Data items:
◆ ◆ ◆ ◆ ◆

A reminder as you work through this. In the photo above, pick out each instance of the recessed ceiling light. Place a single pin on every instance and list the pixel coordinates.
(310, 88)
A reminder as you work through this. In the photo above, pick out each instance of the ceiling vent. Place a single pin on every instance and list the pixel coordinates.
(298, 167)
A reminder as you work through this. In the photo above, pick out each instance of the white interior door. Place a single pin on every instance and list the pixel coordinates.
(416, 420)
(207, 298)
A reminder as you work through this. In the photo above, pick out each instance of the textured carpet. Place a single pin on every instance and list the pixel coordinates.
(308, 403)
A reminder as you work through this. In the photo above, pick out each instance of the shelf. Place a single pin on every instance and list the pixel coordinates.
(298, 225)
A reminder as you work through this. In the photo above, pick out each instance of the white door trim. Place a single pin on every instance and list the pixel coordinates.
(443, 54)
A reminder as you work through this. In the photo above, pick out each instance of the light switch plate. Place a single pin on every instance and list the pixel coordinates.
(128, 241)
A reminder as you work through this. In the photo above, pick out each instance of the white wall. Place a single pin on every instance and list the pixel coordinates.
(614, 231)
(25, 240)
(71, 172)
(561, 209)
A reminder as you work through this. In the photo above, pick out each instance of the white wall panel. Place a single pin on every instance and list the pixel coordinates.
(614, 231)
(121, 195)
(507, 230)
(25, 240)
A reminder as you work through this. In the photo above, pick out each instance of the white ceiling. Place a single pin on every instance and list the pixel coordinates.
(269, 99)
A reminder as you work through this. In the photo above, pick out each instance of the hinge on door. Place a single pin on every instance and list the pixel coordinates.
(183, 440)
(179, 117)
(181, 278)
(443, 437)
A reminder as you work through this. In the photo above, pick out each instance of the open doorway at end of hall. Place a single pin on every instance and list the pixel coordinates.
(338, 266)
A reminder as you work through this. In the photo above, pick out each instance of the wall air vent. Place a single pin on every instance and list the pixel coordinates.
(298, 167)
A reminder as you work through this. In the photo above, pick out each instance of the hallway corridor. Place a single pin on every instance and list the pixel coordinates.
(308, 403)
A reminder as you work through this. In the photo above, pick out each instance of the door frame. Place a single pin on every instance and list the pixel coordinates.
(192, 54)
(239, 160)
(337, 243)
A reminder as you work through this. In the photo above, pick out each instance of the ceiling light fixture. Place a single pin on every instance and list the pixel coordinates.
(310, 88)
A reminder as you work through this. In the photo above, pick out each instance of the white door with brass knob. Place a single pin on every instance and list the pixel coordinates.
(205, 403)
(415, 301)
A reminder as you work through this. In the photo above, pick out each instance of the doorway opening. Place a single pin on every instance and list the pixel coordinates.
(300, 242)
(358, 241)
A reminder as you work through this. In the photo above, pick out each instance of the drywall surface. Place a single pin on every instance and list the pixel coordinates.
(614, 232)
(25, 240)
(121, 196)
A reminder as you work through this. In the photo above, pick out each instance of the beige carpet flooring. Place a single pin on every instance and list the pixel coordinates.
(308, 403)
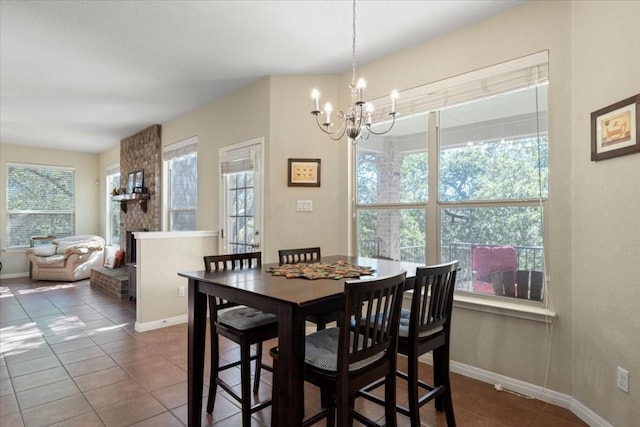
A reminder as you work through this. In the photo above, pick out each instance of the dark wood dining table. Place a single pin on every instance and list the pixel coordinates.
(291, 300)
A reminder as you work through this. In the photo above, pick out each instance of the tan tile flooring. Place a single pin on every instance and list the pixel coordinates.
(70, 357)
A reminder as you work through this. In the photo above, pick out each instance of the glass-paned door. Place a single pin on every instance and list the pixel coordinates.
(241, 216)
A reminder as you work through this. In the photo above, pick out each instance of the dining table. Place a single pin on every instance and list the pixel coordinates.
(291, 299)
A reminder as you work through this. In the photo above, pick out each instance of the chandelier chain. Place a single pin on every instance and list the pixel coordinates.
(355, 119)
(353, 54)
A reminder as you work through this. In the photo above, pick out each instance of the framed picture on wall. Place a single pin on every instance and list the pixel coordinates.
(614, 129)
(139, 179)
(304, 173)
(130, 181)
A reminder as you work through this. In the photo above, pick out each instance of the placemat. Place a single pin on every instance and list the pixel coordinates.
(318, 270)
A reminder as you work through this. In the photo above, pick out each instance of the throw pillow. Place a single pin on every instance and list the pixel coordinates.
(44, 250)
(110, 256)
(119, 259)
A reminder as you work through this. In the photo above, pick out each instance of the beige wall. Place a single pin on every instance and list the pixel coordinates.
(87, 193)
(295, 135)
(239, 117)
(158, 301)
(605, 238)
(107, 159)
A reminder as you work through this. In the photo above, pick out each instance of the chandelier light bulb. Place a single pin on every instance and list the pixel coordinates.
(327, 111)
(315, 95)
(358, 118)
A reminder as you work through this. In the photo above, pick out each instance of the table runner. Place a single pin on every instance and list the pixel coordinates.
(318, 270)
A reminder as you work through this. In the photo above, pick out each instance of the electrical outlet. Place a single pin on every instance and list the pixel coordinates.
(623, 379)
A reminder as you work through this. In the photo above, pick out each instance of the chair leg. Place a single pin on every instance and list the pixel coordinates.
(390, 414)
(256, 380)
(245, 386)
(413, 389)
(440, 373)
(342, 411)
(215, 359)
(274, 387)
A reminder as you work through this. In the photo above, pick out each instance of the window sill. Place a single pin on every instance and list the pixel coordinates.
(520, 310)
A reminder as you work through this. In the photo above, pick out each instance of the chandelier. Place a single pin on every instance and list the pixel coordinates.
(359, 114)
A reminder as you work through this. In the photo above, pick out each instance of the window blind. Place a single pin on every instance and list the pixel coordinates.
(239, 160)
(493, 80)
(40, 201)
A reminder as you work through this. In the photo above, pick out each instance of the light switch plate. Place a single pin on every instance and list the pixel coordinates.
(304, 205)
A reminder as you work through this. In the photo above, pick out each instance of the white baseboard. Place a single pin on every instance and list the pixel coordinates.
(162, 323)
(527, 389)
(13, 275)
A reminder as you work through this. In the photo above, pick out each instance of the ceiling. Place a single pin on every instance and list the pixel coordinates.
(82, 75)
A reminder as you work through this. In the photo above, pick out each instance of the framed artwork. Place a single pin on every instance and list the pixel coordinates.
(139, 179)
(304, 173)
(614, 129)
(130, 181)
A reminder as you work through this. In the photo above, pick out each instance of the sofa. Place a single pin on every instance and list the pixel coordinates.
(67, 259)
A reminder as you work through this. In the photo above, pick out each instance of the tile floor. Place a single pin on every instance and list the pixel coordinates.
(70, 357)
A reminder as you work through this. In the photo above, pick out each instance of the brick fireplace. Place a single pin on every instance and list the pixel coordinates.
(141, 151)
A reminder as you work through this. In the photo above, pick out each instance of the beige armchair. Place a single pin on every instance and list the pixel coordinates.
(67, 259)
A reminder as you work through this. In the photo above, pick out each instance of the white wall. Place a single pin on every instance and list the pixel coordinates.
(161, 256)
(87, 193)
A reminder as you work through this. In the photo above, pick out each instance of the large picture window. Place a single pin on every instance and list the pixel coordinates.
(40, 202)
(181, 184)
(476, 192)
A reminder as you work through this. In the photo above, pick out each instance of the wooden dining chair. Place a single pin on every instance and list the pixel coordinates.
(294, 256)
(426, 328)
(308, 255)
(340, 361)
(244, 326)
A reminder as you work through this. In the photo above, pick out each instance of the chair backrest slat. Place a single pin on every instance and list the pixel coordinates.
(217, 263)
(232, 261)
(301, 255)
(375, 305)
(432, 301)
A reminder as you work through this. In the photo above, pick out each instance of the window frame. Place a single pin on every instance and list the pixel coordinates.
(434, 207)
(188, 146)
(9, 211)
(110, 205)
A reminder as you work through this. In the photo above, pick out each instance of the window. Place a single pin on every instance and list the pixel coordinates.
(40, 201)
(463, 175)
(181, 185)
(240, 196)
(113, 208)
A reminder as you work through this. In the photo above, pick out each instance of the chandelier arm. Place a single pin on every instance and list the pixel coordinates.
(340, 130)
(393, 122)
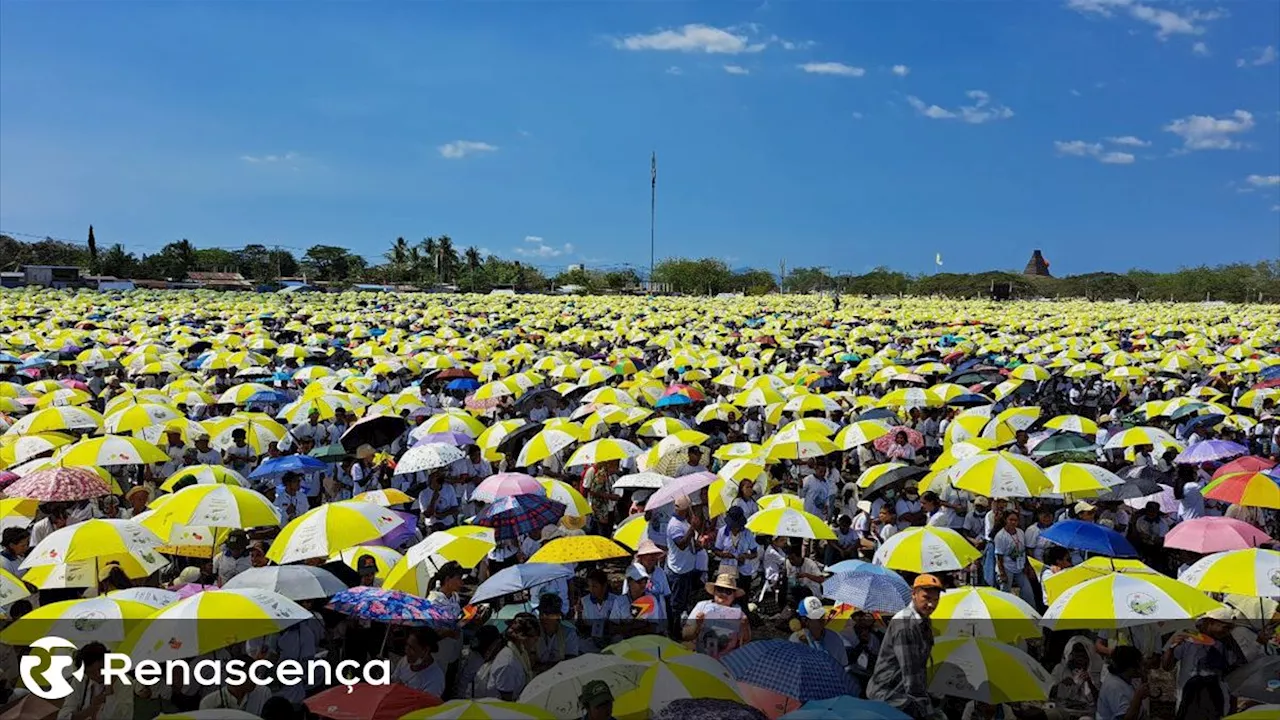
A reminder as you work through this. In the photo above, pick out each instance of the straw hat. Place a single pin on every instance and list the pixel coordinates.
(727, 580)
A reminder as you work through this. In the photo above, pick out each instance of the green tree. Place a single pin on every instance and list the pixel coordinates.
(118, 263)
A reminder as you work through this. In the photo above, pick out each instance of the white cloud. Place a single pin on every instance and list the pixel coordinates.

◆ ◆ ◆ ◆ ◆

> **Your task**:
Copy, without any change, the lines above from the one containing "of the green" to the end, both ends included. Add nothing else.

> **Answer**:
A reminder as you work through this. In the photo above, pick out each instance of the green tree. Place a single pin on every instance and list the pixel coordinates.
(118, 263)
A reminder as you work through this. In the photo above, pick out each instance of the white cloud. Place a single pin on every instance and list the pixel coordinates.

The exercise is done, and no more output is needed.